Task directions =
Copy out every line of the data below, requests included, starting with the line containing "Record the location of each instance of the blurred" and going on through the last line. Multiply each coordinate in the answers by 1.25 and round it to a whole number, with halves rounding up.

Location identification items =
-------------------------
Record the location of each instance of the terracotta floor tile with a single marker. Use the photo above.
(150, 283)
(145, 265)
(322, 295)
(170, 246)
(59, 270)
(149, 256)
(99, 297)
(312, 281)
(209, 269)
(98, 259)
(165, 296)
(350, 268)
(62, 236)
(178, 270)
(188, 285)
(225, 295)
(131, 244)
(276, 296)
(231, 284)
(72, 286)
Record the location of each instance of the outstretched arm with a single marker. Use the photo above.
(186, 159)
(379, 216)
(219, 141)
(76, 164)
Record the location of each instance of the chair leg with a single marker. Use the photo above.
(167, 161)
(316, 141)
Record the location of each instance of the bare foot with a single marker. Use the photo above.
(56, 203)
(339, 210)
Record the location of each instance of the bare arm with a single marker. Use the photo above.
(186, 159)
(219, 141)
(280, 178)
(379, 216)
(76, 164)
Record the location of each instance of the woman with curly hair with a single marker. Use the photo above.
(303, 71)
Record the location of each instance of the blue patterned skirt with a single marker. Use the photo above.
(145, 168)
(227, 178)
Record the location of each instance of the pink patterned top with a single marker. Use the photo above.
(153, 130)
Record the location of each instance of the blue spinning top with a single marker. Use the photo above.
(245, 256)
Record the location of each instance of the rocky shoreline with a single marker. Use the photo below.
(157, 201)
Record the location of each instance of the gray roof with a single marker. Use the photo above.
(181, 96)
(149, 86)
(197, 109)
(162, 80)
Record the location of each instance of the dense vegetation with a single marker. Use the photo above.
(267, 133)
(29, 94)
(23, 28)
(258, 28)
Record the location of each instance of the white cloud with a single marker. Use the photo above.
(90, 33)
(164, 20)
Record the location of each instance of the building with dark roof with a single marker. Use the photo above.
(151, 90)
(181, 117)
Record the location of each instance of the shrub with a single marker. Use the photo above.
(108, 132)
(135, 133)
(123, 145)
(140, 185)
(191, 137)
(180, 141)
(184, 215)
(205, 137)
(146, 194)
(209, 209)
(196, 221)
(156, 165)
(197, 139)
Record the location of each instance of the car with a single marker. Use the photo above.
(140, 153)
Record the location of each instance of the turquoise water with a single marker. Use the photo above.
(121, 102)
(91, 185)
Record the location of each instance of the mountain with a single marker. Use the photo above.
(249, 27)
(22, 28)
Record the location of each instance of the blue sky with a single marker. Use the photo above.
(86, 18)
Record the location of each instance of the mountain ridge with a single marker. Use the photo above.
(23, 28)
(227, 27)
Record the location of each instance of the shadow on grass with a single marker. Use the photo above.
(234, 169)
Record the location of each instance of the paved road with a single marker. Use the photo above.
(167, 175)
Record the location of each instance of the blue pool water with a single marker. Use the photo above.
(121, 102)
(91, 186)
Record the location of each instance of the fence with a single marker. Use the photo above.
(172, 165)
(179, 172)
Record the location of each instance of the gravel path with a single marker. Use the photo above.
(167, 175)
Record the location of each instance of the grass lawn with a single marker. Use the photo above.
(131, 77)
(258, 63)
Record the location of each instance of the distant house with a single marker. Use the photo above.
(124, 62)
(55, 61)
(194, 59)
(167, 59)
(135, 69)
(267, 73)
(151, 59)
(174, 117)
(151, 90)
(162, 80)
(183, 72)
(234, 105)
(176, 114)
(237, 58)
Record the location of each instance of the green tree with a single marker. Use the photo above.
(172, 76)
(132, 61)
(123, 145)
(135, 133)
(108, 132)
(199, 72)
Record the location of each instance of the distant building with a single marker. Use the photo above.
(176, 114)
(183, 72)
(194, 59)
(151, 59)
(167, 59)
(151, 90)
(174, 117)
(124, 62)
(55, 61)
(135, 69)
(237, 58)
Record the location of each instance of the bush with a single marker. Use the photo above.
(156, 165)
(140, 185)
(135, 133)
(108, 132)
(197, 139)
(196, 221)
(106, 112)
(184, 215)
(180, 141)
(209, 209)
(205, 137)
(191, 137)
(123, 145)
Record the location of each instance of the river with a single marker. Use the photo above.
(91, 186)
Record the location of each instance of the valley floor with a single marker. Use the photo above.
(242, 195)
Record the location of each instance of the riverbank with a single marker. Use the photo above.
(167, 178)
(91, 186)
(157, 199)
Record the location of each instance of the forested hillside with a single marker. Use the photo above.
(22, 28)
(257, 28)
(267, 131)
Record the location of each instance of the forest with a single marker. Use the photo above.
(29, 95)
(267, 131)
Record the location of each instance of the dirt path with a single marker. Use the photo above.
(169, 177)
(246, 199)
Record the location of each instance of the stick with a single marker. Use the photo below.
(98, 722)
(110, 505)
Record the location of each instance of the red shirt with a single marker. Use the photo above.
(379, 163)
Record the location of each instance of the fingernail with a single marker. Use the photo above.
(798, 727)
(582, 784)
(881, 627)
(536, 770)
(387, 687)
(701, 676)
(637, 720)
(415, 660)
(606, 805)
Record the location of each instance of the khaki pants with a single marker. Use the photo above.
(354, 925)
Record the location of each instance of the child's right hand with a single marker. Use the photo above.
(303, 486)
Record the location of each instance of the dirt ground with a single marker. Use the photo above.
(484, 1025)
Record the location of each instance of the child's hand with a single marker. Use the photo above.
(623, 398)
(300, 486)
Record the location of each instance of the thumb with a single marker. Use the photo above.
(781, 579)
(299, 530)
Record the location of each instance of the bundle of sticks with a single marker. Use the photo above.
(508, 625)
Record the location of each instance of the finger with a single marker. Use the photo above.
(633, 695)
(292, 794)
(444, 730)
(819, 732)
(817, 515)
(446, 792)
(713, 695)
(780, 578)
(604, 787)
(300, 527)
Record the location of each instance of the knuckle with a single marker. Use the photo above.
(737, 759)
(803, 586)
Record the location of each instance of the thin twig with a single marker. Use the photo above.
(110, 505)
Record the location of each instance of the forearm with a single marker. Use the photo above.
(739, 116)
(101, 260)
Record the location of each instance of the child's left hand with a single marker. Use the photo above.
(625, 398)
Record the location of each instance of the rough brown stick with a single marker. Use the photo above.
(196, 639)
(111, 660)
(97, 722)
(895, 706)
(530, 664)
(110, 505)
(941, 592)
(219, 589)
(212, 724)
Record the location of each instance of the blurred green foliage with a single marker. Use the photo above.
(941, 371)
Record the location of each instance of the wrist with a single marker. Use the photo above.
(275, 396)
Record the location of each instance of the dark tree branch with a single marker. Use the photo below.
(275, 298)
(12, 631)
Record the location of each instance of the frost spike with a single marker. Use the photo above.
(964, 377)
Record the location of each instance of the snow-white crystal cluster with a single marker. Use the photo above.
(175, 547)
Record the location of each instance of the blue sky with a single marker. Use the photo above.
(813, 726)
-------------------------
Full response =
Record the location of each instance of the blurred green foliage with a single marker. Use the photo above.
(1176, 464)
Record the location of each instance of the wrist with a single marker. Use the photo above.
(344, 495)
Record the location of each instance of the dark tree branch with a single marker. Use the photo below.
(344, 373)
(15, 789)
Record the location of each instance of the frost spike with a single marker. Use the photo above.
(1205, 471)
Record the location of each instance of the snow-white crystal cluster with a single marker. Use the photo above.
(219, 684)
Record the location of each instance of the blue sky with a single marker. Use the photo above.
(1016, 908)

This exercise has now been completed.